» **Exercise**: The entries are to be duplicated exactly, though any picture in them must be omitted.

» **Input for this task**:
--------------------
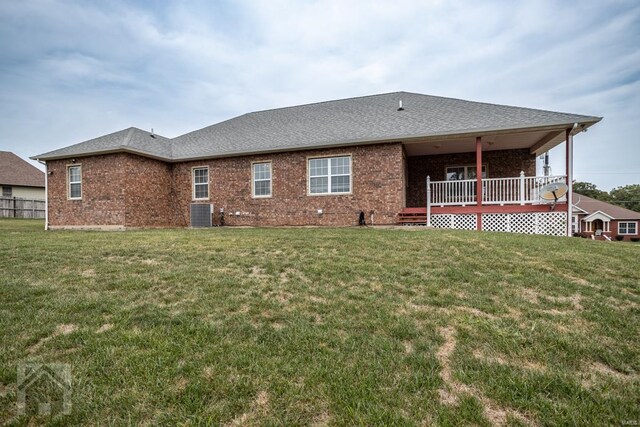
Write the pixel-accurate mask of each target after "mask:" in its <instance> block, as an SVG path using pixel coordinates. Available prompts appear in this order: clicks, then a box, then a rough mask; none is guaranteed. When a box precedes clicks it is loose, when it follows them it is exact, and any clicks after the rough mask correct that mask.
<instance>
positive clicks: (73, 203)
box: [47, 154, 127, 228]
mask: <svg viewBox="0 0 640 427" xmlns="http://www.w3.org/2000/svg"><path fill="white" fill-rule="evenodd" d="M126 158H127V155H126V154H108V155H103V156H91V157H83V158H78V159H77V161H76V163H72V162H71V159H64V160H52V161H49V162H47V170H48V172H49V176H48V201H49V225H50V226H51V227H53V228H55V227H60V226H124V224H125V185H124V182H125V181H124V174H123V171H124V167H123V166H124V164H125V163H126ZM68 165H81V166H82V200H68V194H67V166H68Z"/></svg>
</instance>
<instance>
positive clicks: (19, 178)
mask: <svg viewBox="0 0 640 427" xmlns="http://www.w3.org/2000/svg"><path fill="white" fill-rule="evenodd" d="M0 185H16V186H24V187H42V188H44V172H42V171H41V170H40V169H38V168H37V167H35V166H33V165H31V164H29V163H27V162H26V161H24V160H22V159H21V158H20V157H18V156H16V155H15V154H13V153H11V152H10V151H0Z"/></svg>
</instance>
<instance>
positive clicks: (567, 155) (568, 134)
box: [566, 123, 578, 237]
mask: <svg viewBox="0 0 640 427" xmlns="http://www.w3.org/2000/svg"><path fill="white" fill-rule="evenodd" d="M577 128H578V123H574V124H573V127H572V128H571V129H567V142H566V144H567V147H566V149H567V153H566V156H567V159H566V160H567V187H568V190H567V236H569V237H571V235H572V234H573V226H572V223H573V132H574V131H575V130H576V129H577Z"/></svg>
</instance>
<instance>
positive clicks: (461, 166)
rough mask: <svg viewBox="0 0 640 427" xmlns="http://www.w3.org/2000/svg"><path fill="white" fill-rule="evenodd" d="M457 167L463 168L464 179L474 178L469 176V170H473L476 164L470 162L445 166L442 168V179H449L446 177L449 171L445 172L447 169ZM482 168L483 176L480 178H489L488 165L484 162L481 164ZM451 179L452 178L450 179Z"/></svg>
mask: <svg viewBox="0 0 640 427" xmlns="http://www.w3.org/2000/svg"><path fill="white" fill-rule="evenodd" d="M458 168H464V179H465V180H467V179H475V178H469V170H473V171H474V172H475V170H476V165H475V164H472V165H452V166H445V168H444V180H445V181H449V179H448V175H449V173H448V172H447V171H448V170H449V169H458ZM482 169H484V176H483V177H482V179H488V178H489V166H488V165H487V164H486V163H483V164H482ZM451 181H453V180H451Z"/></svg>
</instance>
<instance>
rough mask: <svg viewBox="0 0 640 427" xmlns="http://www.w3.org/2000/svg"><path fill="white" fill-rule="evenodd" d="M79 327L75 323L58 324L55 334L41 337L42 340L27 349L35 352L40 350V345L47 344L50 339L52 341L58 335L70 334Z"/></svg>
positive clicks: (27, 350)
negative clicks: (44, 336) (52, 339)
mask: <svg viewBox="0 0 640 427" xmlns="http://www.w3.org/2000/svg"><path fill="white" fill-rule="evenodd" d="M77 329H78V327H77V326H76V325H73V324H63V325H58V326H57V327H56V330H55V331H53V334H51V335H49V336H48V337H44V338H41V339H40V341H38V342H37V343H35V344H34V345H32V346H31V347H29V348H28V349H27V351H28V352H29V353H35V352H36V351H38V350H39V349H40V347H42V346H43V345H45V344H46V343H47V342H48V341H51V340H52V339H54V338H55V337H58V336H60V335H69V334H70V333H72V332H74V331H76V330H77Z"/></svg>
--------------------
» **The completed task**:
Write the pixel-accurate mask of each target after "mask:" in its <instance> block, as an SVG path using pixel coordinates. Available prompts appear in this order: clicks, then a box, then a rough mask; none is guaranteed. When a box precedes clicks it is loose, when it follows them it is exact, and any clicks after the rough mask correct that mask.
<instance>
positive clicks: (73, 203)
box: [47, 154, 127, 228]
mask: <svg viewBox="0 0 640 427" xmlns="http://www.w3.org/2000/svg"><path fill="white" fill-rule="evenodd" d="M126 158H127V155H126V154H108V155H103V156H91V157H83V158H78V159H77V161H76V163H72V162H71V159H64V160H52V161H49V162H47V170H48V172H49V176H48V201H49V225H50V226H51V227H53V228H55V227H60V226H124V224H125V185H124V182H125V181H124V174H123V171H124V167H123V166H124V164H125V163H126ZM68 165H81V166H82V200H68V194H67V166H68Z"/></svg>
</instance>
<instance>
positive clicks: (19, 178)
mask: <svg viewBox="0 0 640 427" xmlns="http://www.w3.org/2000/svg"><path fill="white" fill-rule="evenodd" d="M0 185H16V186H24V187H42V188H44V172H42V171H41V170H40V169H38V168H37V167H35V166H33V165H31V164H29V163H27V162H26V161H24V160H22V159H21V158H20V157H18V156H16V155H15V154H13V153H11V152H10V151H0Z"/></svg>
</instance>
<instance>
positive clicks: (567, 155) (568, 134)
box: [566, 123, 578, 237]
mask: <svg viewBox="0 0 640 427" xmlns="http://www.w3.org/2000/svg"><path fill="white" fill-rule="evenodd" d="M577 128H578V123H574V124H573V127H572V128H571V129H567V142H566V144H567V147H566V149H567V153H566V156H567V159H566V160H567V187H568V190H567V236H569V237H571V235H572V234H573V226H572V223H573V132H574V131H575V130H576V129H577Z"/></svg>
</instance>
<instance>
positive clicks: (461, 166)
rough mask: <svg viewBox="0 0 640 427" xmlns="http://www.w3.org/2000/svg"><path fill="white" fill-rule="evenodd" d="M457 167L463 168L464 179L474 178L469 176V170H473L476 164L470 162L445 166L442 168V179H449L446 177L449 171L445 172L447 169ZM482 168L483 176L480 178H489L488 165L484 162L481 164ZM451 179L452 178L450 179Z"/></svg>
mask: <svg viewBox="0 0 640 427" xmlns="http://www.w3.org/2000/svg"><path fill="white" fill-rule="evenodd" d="M458 168H464V179H465V180H467V179H475V178H469V170H473V171H474V172H475V170H476V165H475V164H472V165H452V166H445V168H444V180H445V181H449V179H448V175H449V173H448V172H447V171H448V170H449V169H458ZM482 169H484V176H483V177H482V179H488V178H489V166H488V165H487V164H486V163H483V164H482ZM451 181H453V180H451Z"/></svg>
</instance>
<instance>
rough mask: <svg viewBox="0 0 640 427" xmlns="http://www.w3.org/2000/svg"><path fill="white" fill-rule="evenodd" d="M79 327L75 323L58 324L55 334L41 337L42 340L27 349L35 352L40 350V345L47 344L50 339L52 341L58 335L70 334Z"/></svg>
positive clicks: (27, 350)
negative clicks: (44, 336) (52, 339)
mask: <svg viewBox="0 0 640 427" xmlns="http://www.w3.org/2000/svg"><path fill="white" fill-rule="evenodd" d="M77 329H78V327H77V326H76V325H73V324H63V325H58V326H57V327H56V330H55V331H53V334H51V335H49V336H48V337H44V338H41V339H40V341H38V342H37V343H35V344H34V345H32V346H31V347H29V348H28V349H27V351H28V352H29V353H35V352H36V351H38V350H39V349H40V347H42V346H43V345H45V344H46V343H47V342H48V341H51V340H52V339H54V338H55V337H58V336H60V335H69V334H70V333H72V332H74V331H76V330H77Z"/></svg>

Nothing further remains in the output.